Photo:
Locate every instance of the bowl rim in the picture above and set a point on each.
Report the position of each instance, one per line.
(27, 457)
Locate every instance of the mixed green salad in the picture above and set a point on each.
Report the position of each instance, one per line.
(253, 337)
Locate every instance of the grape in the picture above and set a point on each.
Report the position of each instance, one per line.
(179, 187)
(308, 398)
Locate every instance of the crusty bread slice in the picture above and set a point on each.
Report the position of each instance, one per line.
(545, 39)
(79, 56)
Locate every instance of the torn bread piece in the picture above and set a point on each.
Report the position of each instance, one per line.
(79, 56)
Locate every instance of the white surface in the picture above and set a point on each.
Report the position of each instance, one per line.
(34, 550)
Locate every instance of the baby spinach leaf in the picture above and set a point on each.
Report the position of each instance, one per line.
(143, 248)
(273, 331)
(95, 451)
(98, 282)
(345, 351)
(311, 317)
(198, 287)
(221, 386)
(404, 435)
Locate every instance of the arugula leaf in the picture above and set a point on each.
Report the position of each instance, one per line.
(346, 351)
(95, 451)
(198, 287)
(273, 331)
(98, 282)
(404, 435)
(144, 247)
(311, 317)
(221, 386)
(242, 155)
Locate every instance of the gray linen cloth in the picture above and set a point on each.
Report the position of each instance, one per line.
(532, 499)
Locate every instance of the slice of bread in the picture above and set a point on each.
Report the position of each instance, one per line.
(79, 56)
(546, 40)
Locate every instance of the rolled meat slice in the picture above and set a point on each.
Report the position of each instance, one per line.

+++

Rewrite all of the rows above, swapping "instance" for "occurrence" wherever it occurs and keeping everything else the same.

Photo:
Locate every occurrence of the bowl rim in the picture above and set a point on each.
Report the position of each occurrence, one per line.
(27, 457)
Locate every occurrence of the mixed green salad in the picture above and set a point on each.
Report the position of each occurrence, one per line.
(253, 337)
Locate every occurrence of the grape in the picture above and set a point on each.
Report the position of each occurrence, one per line.
(179, 187)
(308, 398)
Locate every occurrence of the crusty bread slice in the picture above and set a point on each.
Report the position of each occurrence, one per line.
(545, 39)
(79, 56)
Locate every occurrence of the torn bread piece in the picture above and set a point on each.
Report the position of each occurrence, one per line.
(79, 56)
Locate every occurrence of the white surface in the picture above and set a point on each.
Report the position of each occurrence, one per line.
(34, 550)
Locate every occurrence of the baby spinach leaf in the picture above and set a point on each.
Report the position of each occurrence, one per line.
(143, 248)
(273, 331)
(95, 451)
(98, 282)
(345, 351)
(311, 317)
(198, 287)
(221, 386)
(404, 435)
Locate every occurrence of the arugula leaf in the picture above and set a point on each.
Report the position of each occurrence, one per line.
(346, 351)
(95, 451)
(198, 287)
(273, 331)
(98, 282)
(404, 435)
(144, 247)
(311, 317)
(221, 386)
(242, 155)
Locate every occurrence of the gray linen cloth in the picture above and set a point on each.
Report the position of each occurrence, one per line.
(532, 499)
Locate every occurrence of the slice of bread in the picture above and set a point on each.
Report the position of each occurrence, one per line.
(79, 56)
(546, 40)
Locate every occurrence of the rolled meat slice in the picture above and set a point on each.
Report the position of each occurrence, one per line.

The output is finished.